■ Document excerpt
══════

[Philadelphia-pm] selective splitting?

Thu Nov 17 18:40:12 PST 2016

Hi Morgan,

I totes agree re: peer review!

Lookaround assertions are what I'd reach for first for your problem, too, but I think they fall short:

my $v = '20161116172606Z;accepted-terms-of-use via CAS;192.168.1.5;Mozilla/5.0 (Macintosh; Intel Mac OS X 10_12_1) AppleWebKit/602.2.14 (KHTML, like Gecko) Version/10.0.1 Safari/602.2.14';
my @naive_parts = split /;/, $v;
my @parts = split /(?<!\(.+);(?!.+\))/, $v;
map { print "$_\n" } @parts;

If you run that, it'll say 

  Variable length lookbehind not implemented in regex m/(?<!\(.+);(?!.+\))/

So my understanding is that the RE engine can't validate a variable width look-behind assertion, though I don't know why.

══════

■ Dataset content
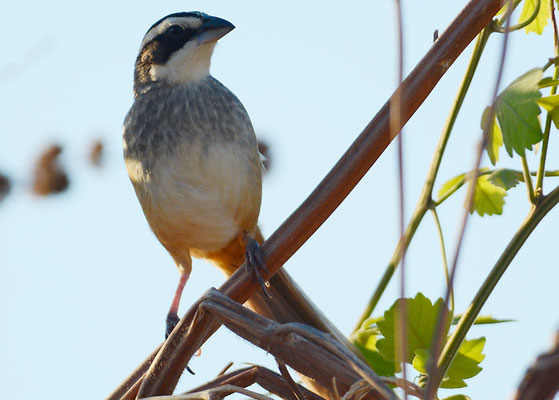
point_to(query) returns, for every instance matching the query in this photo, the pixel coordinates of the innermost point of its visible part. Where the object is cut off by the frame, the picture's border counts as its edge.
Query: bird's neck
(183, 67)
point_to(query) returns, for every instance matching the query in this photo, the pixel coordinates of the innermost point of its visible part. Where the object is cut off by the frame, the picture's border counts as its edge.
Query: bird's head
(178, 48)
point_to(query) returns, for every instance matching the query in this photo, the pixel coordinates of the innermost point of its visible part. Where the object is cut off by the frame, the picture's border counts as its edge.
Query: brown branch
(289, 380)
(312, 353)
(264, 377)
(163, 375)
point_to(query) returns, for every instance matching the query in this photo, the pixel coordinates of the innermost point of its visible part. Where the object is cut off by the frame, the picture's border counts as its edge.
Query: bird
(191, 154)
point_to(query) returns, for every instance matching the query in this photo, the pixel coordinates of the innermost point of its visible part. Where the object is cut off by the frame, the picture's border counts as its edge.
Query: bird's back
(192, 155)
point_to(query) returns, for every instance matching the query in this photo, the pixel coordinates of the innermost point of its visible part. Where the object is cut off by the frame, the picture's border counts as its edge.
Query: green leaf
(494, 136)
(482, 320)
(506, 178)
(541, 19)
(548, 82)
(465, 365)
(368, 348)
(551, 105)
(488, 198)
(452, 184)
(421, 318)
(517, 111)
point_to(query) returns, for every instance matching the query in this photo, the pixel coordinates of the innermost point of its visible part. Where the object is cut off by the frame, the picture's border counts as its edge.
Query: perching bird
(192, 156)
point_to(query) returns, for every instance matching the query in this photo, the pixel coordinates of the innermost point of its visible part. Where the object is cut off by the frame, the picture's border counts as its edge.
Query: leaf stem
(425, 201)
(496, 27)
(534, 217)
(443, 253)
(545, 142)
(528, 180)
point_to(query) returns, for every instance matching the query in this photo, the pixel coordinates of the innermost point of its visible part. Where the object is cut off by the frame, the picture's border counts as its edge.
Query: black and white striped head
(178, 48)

══════

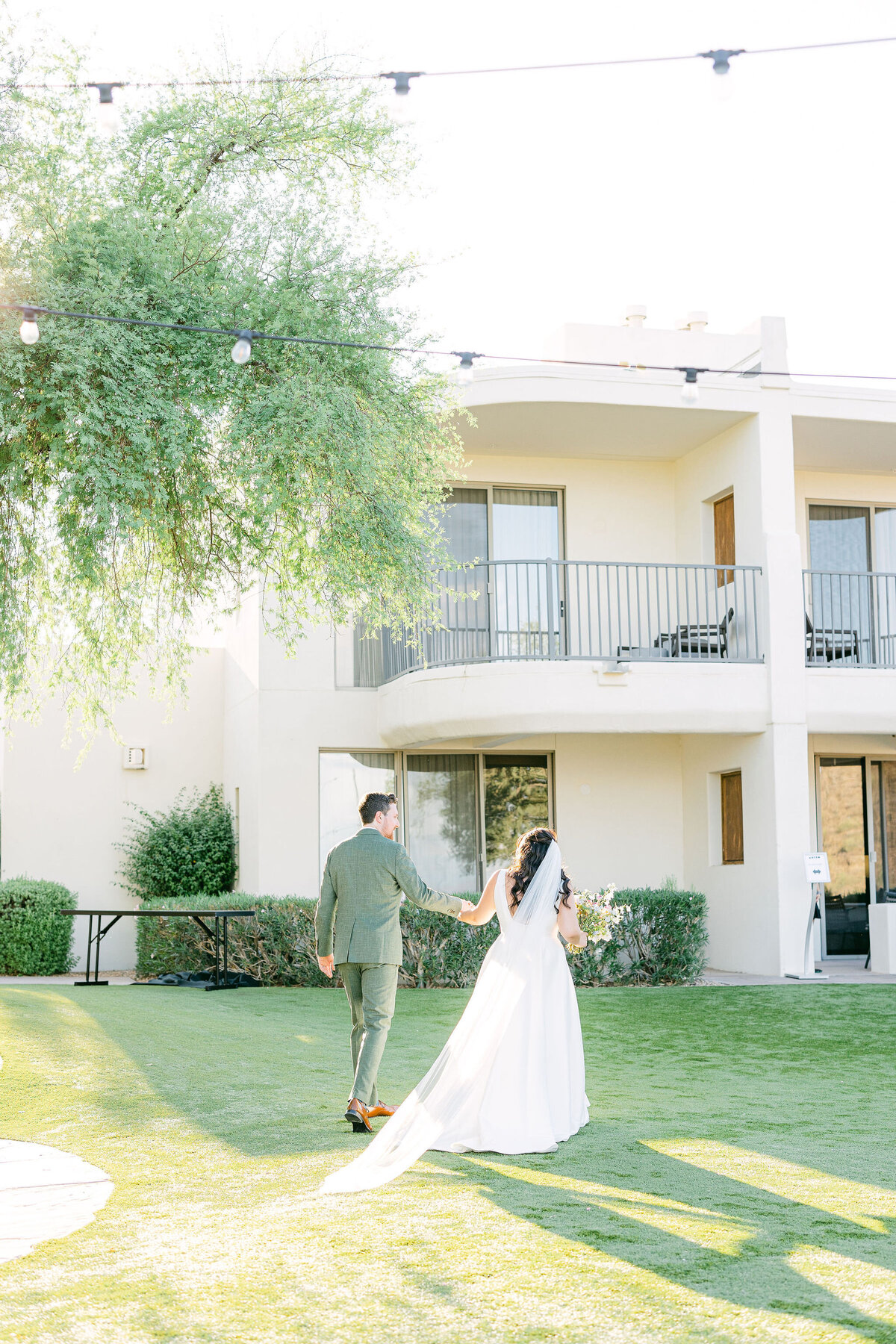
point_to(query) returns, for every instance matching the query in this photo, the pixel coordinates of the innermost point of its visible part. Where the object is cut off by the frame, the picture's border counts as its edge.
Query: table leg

══════

■ Work to complete
Translate this sentence from the forum post on selective splitting into Spanish: "So my understanding is that the RE engine can't validate a variable width look-behind assertion, though I don't know why."

■ The answer
Así que, según entiendo, el motor de expresiones regulares no puede validar una aserción look-behind de ancho variable, aunque no sé por qué.